Pilotes anglais, non mais vous avez vu ça ? Je dois vous avouer que, depuis mes dix ans, en Sixième, et ce cours d'anglais où le prof nous a expliqué qu'il ne fallait jamais confondre "anglais" et "britannique", j'ai toujours comme un haut-le-coeur en entendant quelqu'un commettre cette bourde sémantique, quand on sait que Gallois, Ecossais et Irlandais ne supportent pas d'être assimilés à des Anglais, ce qui est la marque d'une insigne paresse intellectuelle ! Et s'il n'y avait que ça ! Un avion militaire allié s'est écrasé près de Benghazi. Un avion... américain ! Étrange tout de même, cette scotomisation (comme on dit en psychanalyse) de la présence américaine - sans oublier canadiens, norvégiens et autres - par Bernard-Henri Lévy !

No fly zone. C'est l'expression utilisée par Bernard-Henri Lévy. Et vous savez ce qu'un des principaux initiateurs de la croisade française contre la Libye entend par "no fly zone" ? 
Lévy : D'abord la "no fly zone"(...). Elle est en place, c’est-à-dire empêcher les chars de Kadhafi de circuler comme ils le faisaient autrefois d’une ville à l’autre, couper leurs sources de ravitaillement et les liens avec leurs arrières.
En français, on dit "zone d'exclusion aérienne", c'est-à-dire zone interdite à tout aéronef susceptible d'appartenir aux belligérants. Comme il est dit "mot-à-mot", c'est une zone qui se trouve non pas à terre, mais dans les airs ! Mais visiblement, ni notre grand philologue, expert en relations internationales, ni notre grand journaliste de télévision ne savent ce que c'est qu'une "no fly zone" ! J'en déduis qu'aucun d'eux n'a lu la résolution 1973. Mais bon, de toute évidence, ils ne doivent pas être les seuls dans ce cas !

Ensuite, nous avons droit à un journaliste passablement angoissé à l'idée que les rebelles puissent se retrouver bloqués, enlisés... : "qu'est-ce qui pourrait changer les choses pour que ces rebelles avancent (vers Tripoli) ?"

Armer les rebelles !, répond l'autre. Les deux interlocuteurs étant parfaitement d'accord sur le fait que l'opération onusienne est menée dans le but de venir à bout du pouvoir en place à Tripoli. On aura noté l'inquiétude, pour ne pas dire le ton angoissé, de Pujadas, lorsqu'il évoque cette "opinion arabe tellement changeante !". On en vient, donc, au "réel objectif" (Pujadas) de la résolution, à savoir le départ, entendez l'élimination de Kadhafi. L'émotion de notre immense journaliste est telle qu'il en bafouillerait presque. 
Pujadas : Sa chute est bien l’objectif de cette opération même s’il (sic), c’est un objectif inavoué...

Données fournies:
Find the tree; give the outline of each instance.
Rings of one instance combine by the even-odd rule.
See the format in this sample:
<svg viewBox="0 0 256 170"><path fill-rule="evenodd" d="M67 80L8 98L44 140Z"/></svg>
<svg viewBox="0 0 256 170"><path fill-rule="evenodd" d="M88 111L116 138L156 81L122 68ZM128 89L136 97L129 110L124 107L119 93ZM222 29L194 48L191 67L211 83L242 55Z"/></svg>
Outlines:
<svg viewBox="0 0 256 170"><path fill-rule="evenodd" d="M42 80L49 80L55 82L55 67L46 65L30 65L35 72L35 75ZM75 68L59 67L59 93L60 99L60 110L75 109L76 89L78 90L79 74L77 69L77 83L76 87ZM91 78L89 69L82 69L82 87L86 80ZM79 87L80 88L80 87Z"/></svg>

Défi A: Résumez en quelques phrases plus courtes le paragraphe du texte fourni qui commence par « En français, on dit », en conservant ses principaux faits.
Défi B:
Répondez aux questions suivantes d'après le texte fourni :
(i) Près de quelle ville un avion militaire allié s'est-il écrasé ?
(ii) De quelle nationalité était cet avion ?
(iii) Quel numéro porte la résolution que, selon l'auteur, les deux interlocuteurs n'ont pas lue ?
Défi C: Poursuivez la rédaction du texte fourni, consacré à l'intervention en Libye, après la dernière réplique de Pujadas.
Les entrées n'ont aucun rapport avec le texte fourni.

Réponse à l'exercice A: En français, une « no fly zone » se dit « zone d'exclusion aérienne » : une zone interdite à tout aéronef susceptible d'appartenir aux belligérants, située dans les airs et non à terre. Selon l'auteur, ni le philologue ni le journaliste de télévision ne savent ce que c'est. Il en conclut qu'aucun des deux n'a lu la résolution 1973, et qu'ils ne sont sans doute pas les seuls dans ce cas.

Réponse à l'exercice B:
(i) Près de Benghazi.
(ii) Il était américain.
(iii) La résolution 1973.

Réponse à l'exercice C:
Par "objectif inavoué", il faut entendre qu'à ce moment de la conversation, il semble que le génie de la déontologie ait soufflé dans l'oreille de notre journaliste que là, il poussait un peu loin le bouchon, à l'instar d'un vulgaire Jean-Pierre Elkabbach, qui demandait à Alain Richard (ancien ministre français des Armées) : "Est-ce qu'on ne peut pas s'intéresser d'une manière plus secrète à Kadhafi ?" (Europe 1, 11.03.2011). Du coup, pour faire bonne figure, Pujadas se devait de "prendre un virage sur  l'aile", histoire de ne pas éveiller les soupçons de la ménagère.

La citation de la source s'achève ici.